Task: Each record needs to be echoed exactly; can you do that?

Source data:
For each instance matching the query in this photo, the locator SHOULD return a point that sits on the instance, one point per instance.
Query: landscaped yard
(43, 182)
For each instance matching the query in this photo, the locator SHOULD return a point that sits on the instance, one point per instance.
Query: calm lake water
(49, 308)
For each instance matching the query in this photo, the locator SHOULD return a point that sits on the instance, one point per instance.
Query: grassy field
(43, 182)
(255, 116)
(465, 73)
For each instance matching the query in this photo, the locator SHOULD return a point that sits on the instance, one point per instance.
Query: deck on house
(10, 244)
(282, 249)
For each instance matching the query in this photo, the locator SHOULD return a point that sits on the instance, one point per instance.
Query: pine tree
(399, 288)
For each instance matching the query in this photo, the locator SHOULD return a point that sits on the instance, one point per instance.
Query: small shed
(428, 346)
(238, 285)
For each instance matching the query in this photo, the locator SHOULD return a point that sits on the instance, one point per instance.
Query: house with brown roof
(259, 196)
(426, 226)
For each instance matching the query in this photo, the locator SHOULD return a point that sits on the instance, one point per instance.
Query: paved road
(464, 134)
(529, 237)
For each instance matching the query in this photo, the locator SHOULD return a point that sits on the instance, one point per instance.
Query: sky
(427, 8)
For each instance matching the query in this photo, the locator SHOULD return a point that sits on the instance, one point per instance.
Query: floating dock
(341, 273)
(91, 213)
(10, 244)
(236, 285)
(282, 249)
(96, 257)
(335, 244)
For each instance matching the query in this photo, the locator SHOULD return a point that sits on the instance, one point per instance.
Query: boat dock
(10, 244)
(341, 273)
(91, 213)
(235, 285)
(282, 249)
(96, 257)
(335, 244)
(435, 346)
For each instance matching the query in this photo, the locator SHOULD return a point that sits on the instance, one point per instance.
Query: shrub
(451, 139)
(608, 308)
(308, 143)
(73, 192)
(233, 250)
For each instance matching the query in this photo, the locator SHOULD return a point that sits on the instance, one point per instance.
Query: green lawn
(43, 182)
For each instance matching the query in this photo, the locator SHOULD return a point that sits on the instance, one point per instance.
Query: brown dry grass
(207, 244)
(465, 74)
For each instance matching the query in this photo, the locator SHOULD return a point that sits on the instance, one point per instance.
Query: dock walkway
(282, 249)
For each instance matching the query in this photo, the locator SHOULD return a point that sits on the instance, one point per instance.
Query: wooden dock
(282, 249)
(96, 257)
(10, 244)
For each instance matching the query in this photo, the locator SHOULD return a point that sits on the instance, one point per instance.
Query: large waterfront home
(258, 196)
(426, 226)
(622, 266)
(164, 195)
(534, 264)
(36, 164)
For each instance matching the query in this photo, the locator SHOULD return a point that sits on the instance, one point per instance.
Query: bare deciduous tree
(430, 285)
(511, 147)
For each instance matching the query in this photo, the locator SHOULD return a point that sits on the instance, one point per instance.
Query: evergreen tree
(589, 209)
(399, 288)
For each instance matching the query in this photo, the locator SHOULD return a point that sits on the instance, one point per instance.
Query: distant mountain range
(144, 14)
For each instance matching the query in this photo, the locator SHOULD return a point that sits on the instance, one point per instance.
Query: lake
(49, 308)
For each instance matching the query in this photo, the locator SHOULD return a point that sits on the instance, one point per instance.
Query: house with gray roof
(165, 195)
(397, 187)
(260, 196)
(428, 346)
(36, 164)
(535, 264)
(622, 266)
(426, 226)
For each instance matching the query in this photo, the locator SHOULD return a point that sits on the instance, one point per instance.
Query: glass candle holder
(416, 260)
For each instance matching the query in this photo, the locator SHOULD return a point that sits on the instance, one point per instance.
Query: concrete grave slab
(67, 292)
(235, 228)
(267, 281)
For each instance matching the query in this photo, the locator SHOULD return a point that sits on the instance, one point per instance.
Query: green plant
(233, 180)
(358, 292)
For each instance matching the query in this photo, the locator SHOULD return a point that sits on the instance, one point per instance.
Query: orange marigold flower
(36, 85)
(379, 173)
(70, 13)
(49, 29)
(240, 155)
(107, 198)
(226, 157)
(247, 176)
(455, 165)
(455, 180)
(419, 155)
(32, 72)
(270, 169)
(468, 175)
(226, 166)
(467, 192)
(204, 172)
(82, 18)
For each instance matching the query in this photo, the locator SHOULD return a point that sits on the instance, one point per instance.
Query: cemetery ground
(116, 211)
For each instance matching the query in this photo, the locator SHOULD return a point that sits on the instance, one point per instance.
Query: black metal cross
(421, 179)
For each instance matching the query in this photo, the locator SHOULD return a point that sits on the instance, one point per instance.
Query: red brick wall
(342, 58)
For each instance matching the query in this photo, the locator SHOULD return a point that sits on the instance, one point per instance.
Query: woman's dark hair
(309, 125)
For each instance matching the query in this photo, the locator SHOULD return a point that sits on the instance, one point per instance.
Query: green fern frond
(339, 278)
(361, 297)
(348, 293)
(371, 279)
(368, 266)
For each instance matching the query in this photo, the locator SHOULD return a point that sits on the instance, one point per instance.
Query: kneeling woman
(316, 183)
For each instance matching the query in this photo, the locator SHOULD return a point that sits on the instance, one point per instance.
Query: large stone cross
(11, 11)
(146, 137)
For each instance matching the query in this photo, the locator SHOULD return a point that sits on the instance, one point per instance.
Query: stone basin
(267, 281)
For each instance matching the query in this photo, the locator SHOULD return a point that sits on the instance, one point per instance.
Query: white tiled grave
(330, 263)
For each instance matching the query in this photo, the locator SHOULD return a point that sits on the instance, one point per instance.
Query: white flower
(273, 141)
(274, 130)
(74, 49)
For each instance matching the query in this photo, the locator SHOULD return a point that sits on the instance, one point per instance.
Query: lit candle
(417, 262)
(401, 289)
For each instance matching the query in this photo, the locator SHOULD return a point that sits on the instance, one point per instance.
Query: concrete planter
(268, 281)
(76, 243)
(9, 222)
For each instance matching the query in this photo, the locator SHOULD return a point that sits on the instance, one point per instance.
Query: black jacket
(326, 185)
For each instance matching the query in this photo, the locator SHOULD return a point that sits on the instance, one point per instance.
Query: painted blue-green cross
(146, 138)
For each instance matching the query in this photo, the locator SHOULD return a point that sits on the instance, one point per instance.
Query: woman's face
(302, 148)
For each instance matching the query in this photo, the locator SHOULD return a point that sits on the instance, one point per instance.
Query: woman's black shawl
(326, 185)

Result of the task:
For each instance matching the query in this photo, the locator SHOULD return a point that sits on the instance, one point per instance.
Query: landscaped yard
(43, 182)
For each instance matching the query in this photo, the locator SHOULD return a point that sits on the instance, one point per instance.
Query: calm lake water
(49, 308)
For each instance matching the query in this photo, the locator SHOULD return a point that sits on the instance, one point per instance.
Query: grassy field
(43, 182)
(255, 116)
(465, 73)
For each instance matching the query in this photo, the locator SHOULD return a point that sits on the instance, one point per instance.
Query: deck on house
(10, 244)
(282, 249)
For each instance matching the query in this photo, the locator SHOULD return a point that sits on the instance, one point per instance.
Query: pine tree
(399, 288)
For each instance matching the query in this photo, the locator SHOULD return a point that sits on the instance, one point per instance.
Query: small shed
(428, 346)
(238, 285)
For each instance matching the query in this photo, the locator SHOULD return a point that sits on the instance, one point per instance.
Query: house with brown roof
(259, 196)
(426, 226)
For each instance matching the query in this photo, the locator SHOULD return a point that sits on the instance, one point per instance.
Query: paved road
(464, 134)
(529, 237)
For each instance matching the query in this photo, the locator SHOULD return a point that sits on the instance, one point per instance.
Query: sky
(427, 8)
For each instance matching the query in this photo, the locator SHOULD return a point that sits on the instance, one point per instance.
Query: floating dock
(341, 273)
(91, 213)
(10, 244)
(236, 285)
(282, 249)
(96, 257)
(335, 244)
For each instance matching the query in this photo, the locator SHOULD return a point that sits on the instance, one point per instance.
Query: boat dock
(10, 244)
(341, 273)
(91, 213)
(235, 285)
(282, 249)
(96, 257)
(335, 244)
(435, 346)
For each instance matching the query in this photo, the locator SHOULD return a point that sits on the instance, one point per instance.
Query: shrub
(451, 139)
(608, 308)
(308, 143)
(73, 192)
(233, 250)
For each instance matching the query in this photo, the locator SHOULD return a point that sits on the instance, one point per instance.
Query: green lawn
(43, 182)
For each instance matching the query in this photo, the locator SHOULD return a point that sits on the instance, one point per instance.
Query: brown dry grass
(207, 244)
(465, 74)
For each instance matching the query in this photo, the locator SHOULD return a point that sits on the instance, one point per instance.
Query: dock walkway
(282, 249)
For each instance matching the query in this photo, the locator SHOULD return a point that sits on the instance, one point per instance.
Query: wooden dock
(282, 249)
(96, 257)
(10, 244)
For each instance matching the query in this photo, the locator SHOULD return a point that sits on the instance, one point per instance.
Query: large waterfront home
(258, 196)
(426, 226)
(622, 266)
(164, 195)
(534, 264)
(36, 164)
For each instance matching the query in this photo, the locator SHOULD return a point that sits on the instance, one point per instance.
Query: bare deciduous tree
(430, 285)
(511, 147)
For each instance matching the query in this photo, the locator SHOULD return a point that sits on the instance, one point per instance.
Query: evergreen tree
(589, 209)
(399, 288)
For each instance matching the query in this photo, the locator SHOULD return a point that sits on the instance, one point per instance.
Query: distant mountain range
(144, 14)
For each instance matching the query in this photo, the locator SHOULD return a point that sits on the instance, one point per instance.
Query: lake
(49, 308)
For each instance matching the query in this photo, the locator SHOULD return a point that sits on the instance, one point per instance.
Query: house with gray roof
(165, 195)
(397, 187)
(260, 196)
(428, 346)
(36, 164)
(535, 264)
(622, 266)
(426, 226)
For each instance matching the query in this photo, the locator SHOULD return a point that sits on the instance, one point per instance.
Query: glass candle holder
(416, 260)
For each instance matching the query in this photo, the locator SHOULD return a point that sits on the instance, one point per instance.
Query: concrete grave slab
(67, 292)
(235, 228)
(267, 281)
For each instance matching the query in this photo, the locator SHOULD return a point that sits on the instance, one point per instance.
Query: green plant
(233, 180)
(358, 292)
For each instance matching the query in this photo, the locator SHOULD return a point that sits on the instance, one point per instance.
Query: orange marigold flower
(36, 85)
(379, 173)
(70, 13)
(49, 29)
(240, 155)
(107, 198)
(226, 157)
(247, 176)
(455, 165)
(455, 180)
(419, 155)
(32, 72)
(270, 169)
(468, 175)
(226, 166)
(467, 192)
(204, 172)
(82, 18)
For each instance matching the query in this photo, the locator SHOULD return a point that sits on the instance, one point per instance.
Query: cemetery ground
(116, 211)
For each instance matching the query in this photo, the locator SHOULD return a point that sits on the instance, one point per instance.
Query: black metal cross
(421, 179)
For each instance matching the query in this photo, the locator SHOULD return a point that sits on the instance, one point per instance.
Query: red brick wall
(342, 58)
For each instance matching the query in this photo, the locator SHOULD return a point that sits on the instance, one point per instance.
Query: woman's dark hair
(309, 125)
For each instance matching the query in this photo, the locator SHOULD return a point that sits on the instance, one point per instance.
Query: green fern frond
(339, 278)
(361, 297)
(348, 293)
(371, 279)
(368, 266)
For each instance matching the query in this photo, the locator SHOULD return a point that sits on the instance, one point per instance.
Query: kneeling woman
(316, 183)
For each instance matching the query in this photo, the locator SHOULD return a point that sits on the instance, one point per instance.
Query: large stone cross
(11, 11)
(146, 137)
For each instance matching the query in this photo, the locator SHOULD return a point that sits on the instance, one point per instance.
Query: stone basin
(267, 281)
For each instance matching the query in this photo, the locator SHOULD return a point that sits on the instance, one point per instance.
Query: white tiled grave
(330, 263)
For each instance matching the query in this photo, the locator SHOULD return a point that sits on the instance, one point per instance.
Query: white flower
(273, 141)
(274, 130)
(74, 49)
For each instance matching the query in this photo, the locator SHOULD return a point that sits on the instance, one point per instance.
Query: lit candle
(417, 262)
(401, 289)
For each instance matching the query in this photo, the locator SHOULD return a point that sits on the instance, one point per instance.
Query: concrete planter
(268, 281)
(76, 243)
(9, 222)
For each instance matching the query in this photo, the locator SHOULD return a point that sits on the instance, one point per instance.
Query: black jacket
(326, 185)
For each instance matching the query in this photo, the locator SHOULD return a point that sits on the instance, one point per instance.
Query: painted blue-green cross
(146, 138)
For each instance matching the query in this photo, the locator SHOULD return a point that sits on the instance, one point per instance.
Query: woman's face
(302, 148)
For each instance matching the query in this photo, the locator SHOULD return a point that sits on the instance, one point per instance.
Query: woman's black shawl
(326, 185)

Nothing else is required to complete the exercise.